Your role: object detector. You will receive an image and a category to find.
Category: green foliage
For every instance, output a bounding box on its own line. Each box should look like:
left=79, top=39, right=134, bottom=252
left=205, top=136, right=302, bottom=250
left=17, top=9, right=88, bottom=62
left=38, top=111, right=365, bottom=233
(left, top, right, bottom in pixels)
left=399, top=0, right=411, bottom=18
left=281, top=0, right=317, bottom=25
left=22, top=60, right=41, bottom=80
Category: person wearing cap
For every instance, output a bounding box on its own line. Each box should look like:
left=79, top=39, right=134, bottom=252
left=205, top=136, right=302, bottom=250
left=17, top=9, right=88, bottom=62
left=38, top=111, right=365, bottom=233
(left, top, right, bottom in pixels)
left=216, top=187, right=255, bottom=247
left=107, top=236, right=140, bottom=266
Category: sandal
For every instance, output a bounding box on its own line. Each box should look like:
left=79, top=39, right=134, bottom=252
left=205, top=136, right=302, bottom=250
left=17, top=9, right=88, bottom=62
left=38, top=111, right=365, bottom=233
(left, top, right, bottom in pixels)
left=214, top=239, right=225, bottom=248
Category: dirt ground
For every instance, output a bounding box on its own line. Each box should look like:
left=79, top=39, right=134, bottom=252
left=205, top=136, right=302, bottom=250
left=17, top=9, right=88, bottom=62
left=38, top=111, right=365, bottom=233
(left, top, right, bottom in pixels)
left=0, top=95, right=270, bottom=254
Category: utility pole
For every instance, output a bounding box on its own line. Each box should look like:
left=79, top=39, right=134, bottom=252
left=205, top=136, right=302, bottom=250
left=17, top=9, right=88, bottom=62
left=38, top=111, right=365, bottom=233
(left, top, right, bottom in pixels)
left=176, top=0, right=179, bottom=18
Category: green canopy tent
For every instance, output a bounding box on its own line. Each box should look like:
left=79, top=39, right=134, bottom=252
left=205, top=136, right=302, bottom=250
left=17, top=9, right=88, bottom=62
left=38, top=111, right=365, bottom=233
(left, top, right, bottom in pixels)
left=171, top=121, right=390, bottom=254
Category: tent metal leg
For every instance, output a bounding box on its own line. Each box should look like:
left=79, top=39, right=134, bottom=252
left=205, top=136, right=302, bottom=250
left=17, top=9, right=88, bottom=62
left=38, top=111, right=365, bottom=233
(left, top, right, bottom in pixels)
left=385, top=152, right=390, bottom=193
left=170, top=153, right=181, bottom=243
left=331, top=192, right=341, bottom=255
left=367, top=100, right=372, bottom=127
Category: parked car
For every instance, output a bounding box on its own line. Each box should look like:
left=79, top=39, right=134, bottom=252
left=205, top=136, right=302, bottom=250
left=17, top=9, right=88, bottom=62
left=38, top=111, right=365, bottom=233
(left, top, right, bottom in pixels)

=== Requirement ===
Starting at the line that contains "Category: parked car" and continuing through the last line of the records, rewrite those lines as a numbered list, with any blank lines omitted.

=== Answer to the problem ===
1. Category: parked car
2. For every instance, output a bounding box on its own line. Each box should look like:
3. left=79, top=39, right=134, bottom=252
4. left=205, top=136, right=302, bottom=250
5. left=17, top=9, right=88, bottom=62
6. left=38, top=111, right=365, bottom=233
7. (left, top, right, bottom in pixels)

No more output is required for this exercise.